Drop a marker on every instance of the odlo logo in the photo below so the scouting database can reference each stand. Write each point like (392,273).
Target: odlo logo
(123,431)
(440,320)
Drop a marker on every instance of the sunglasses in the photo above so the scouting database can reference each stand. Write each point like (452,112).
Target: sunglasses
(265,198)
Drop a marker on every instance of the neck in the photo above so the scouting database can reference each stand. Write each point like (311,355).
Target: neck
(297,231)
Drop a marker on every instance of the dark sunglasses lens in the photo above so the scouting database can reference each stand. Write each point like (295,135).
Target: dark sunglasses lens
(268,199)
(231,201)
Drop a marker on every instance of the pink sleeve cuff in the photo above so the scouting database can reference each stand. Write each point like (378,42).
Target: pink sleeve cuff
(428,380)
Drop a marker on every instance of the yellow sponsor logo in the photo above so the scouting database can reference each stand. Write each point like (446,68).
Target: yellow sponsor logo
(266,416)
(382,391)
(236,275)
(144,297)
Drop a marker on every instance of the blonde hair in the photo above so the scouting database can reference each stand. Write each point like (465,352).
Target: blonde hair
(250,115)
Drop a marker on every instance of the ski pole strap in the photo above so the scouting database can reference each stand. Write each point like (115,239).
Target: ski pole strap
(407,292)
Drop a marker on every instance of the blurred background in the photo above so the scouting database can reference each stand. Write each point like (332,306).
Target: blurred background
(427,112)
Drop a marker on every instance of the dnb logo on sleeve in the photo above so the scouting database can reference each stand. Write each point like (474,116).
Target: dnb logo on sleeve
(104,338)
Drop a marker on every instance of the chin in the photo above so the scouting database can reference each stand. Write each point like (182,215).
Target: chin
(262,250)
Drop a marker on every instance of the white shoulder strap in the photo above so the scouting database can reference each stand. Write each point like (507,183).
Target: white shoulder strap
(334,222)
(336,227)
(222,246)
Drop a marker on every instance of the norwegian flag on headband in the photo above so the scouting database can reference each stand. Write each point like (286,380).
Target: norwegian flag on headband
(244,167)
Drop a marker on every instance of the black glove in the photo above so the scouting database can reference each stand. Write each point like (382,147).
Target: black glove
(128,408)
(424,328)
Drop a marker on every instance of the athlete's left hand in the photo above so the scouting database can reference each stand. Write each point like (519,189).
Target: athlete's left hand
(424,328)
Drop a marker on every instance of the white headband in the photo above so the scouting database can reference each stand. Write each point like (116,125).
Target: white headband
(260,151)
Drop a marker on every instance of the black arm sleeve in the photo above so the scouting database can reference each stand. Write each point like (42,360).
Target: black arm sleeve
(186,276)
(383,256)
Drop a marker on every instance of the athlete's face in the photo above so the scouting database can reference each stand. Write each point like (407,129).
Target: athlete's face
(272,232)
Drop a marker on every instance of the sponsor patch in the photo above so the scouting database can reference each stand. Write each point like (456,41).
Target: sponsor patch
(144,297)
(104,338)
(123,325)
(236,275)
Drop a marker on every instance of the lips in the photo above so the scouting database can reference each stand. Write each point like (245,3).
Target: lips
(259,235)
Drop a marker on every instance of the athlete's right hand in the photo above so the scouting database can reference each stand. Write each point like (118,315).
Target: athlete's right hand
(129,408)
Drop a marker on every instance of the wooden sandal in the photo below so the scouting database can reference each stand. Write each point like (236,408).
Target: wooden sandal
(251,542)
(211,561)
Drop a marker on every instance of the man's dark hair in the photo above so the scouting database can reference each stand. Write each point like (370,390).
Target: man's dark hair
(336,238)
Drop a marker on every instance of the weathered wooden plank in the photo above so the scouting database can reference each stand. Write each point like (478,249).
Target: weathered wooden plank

—————

■ TASK OBJECTIVE:
Repeat the whole listing exactly, line for line.

■ SOLUTION TO THIS PROBLEM:
Drop a marker on every instance of the odlo logo in the photo below so the scouting database can reference each stand. Write each point like (392,273).
Target: odlo logo
(123,431)
(440,320)
Drop a marker on every instance of the sunglasses in the photo above so the scouting database can reference each stand. Write each point like (452,112).
Target: sunglasses
(265,198)
Drop a marker on every instance of the neck in the photo above so the scouting database can reference each stand. Write each point like (311,355).
Target: neck
(297,231)
Drop a marker on every instance of the dark sunglasses lens in the photo above so the scouting database can reference each stand. Write each point like (295,135).
Target: dark sunglasses lens
(268,199)
(231,201)
Drop a marker on every instance of the pink sleeve cuff in the photo above so the scouting database can reference each stand. Write each point like (378,42).
Target: pink sleeve cuff
(428,380)
Drop a marker on every instance of the yellow sponsor logo in the photo above so the scouting database can reference each stand. Write each point like (446,68).
Target: yellow sponsor logo
(266,416)
(382,391)
(236,275)
(144,297)
Drop a marker on every instance of the blonde hair in the photo above so the scouting database can reference each stand. Write each point like (465,352).
Target: blonde hair
(250,115)
Drop a marker on every instance of the ski pole strap in the photo above so the scouting database can reference each stand. Write each point like (115,239).
Target: ski pole strap
(407,292)
Drop a marker on every instance of the blurred background in the photo above so the scouting database can reference each stand. Write each point like (332,306).
Target: blurred background
(427,112)
Drop a marker on every instance of the dnb logo on sleeve in the photo above so the scouting database can reference each stand. Write each point like (474,116).
Target: dnb logo on sleeve
(104,338)
Drop a marker on every instance of the chin in the photo above so the scouting database can reference each stand. Write each point like (182,215).
Target: chin
(262,250)
Drop a marker on every instance of the white shoulder strap in the photo above so the scouting database can reference each stand. Write each point like (507,183).
Target: white shoulder strap
(334,222)
(336,227)
(222,246)
Drop a marker on every instance of the norwegian flag on headband in the photo above so the scouting database can reference each stand. Write each point like (286,380).
Target: norwegian flag on headband
(244,167)
Drop a marker on every instance of the black glove in the photo above so the scouting database can reference each stand. Write each point like (382,147).
Target: black glove
(128,408)
(424,328)
Drop a marker on every instance of the athlete's left hand in the photo above so the scouting database can reference each stand. Write each point like (519,189).
Target: athlete's left hand
(424,328)
Drop a marker on every instance of the white headband in the photo above so the scouting database can reference each stand. Write each point like (116,125).
Target: white headband
(260,151)
Drop a marker on every instance of the black arm sleeve in the photo above so the scouting database can reference each stand. Write each point like (42,360).
Target: black arm sleeve
(186,276)
(383,256)
Drop a marker on every instance of the athlete's face in the photo above so the scouting database can reference each stand. Write each point like (407,129).
Target: athlete's face
(272,232)
Drop a marker on every instance of the sponsor patch in the photo above so the scouting database can reference each stand. Write each point like (456,41).
Target: sponsor patch
(144,297)
(104,338)
(123,325)
(236,275)
Drop a marker on every instance of the lips in the photo above so the scouting database can reference each stand. Write each point like (245,3).
Target: lips
(259,235)
Drop a marker on every instance of the athlete's right hand in the photo above so the scouting database can reference each stand. Write each point like (118,315).
Target: athlete's right hand
(129,408)
Drop a marker on every instance of the wooden sandal in the photo below so the scouting database can reference each stand. Write each point like (236,408).
Target: wooden sandal
(251,542)
(211,561)
Drop a marker on every instance of the man's dark hair in the photo above so the scouting database can reference each stand. Write each point like (370,390).
Target: man's dark hair
(336,238)
Drop a marker on every instance of the weathered wooden plank in the photo above so the scouting database can reference each stand. Write each point like (478,249).
Target: weathered wooden plank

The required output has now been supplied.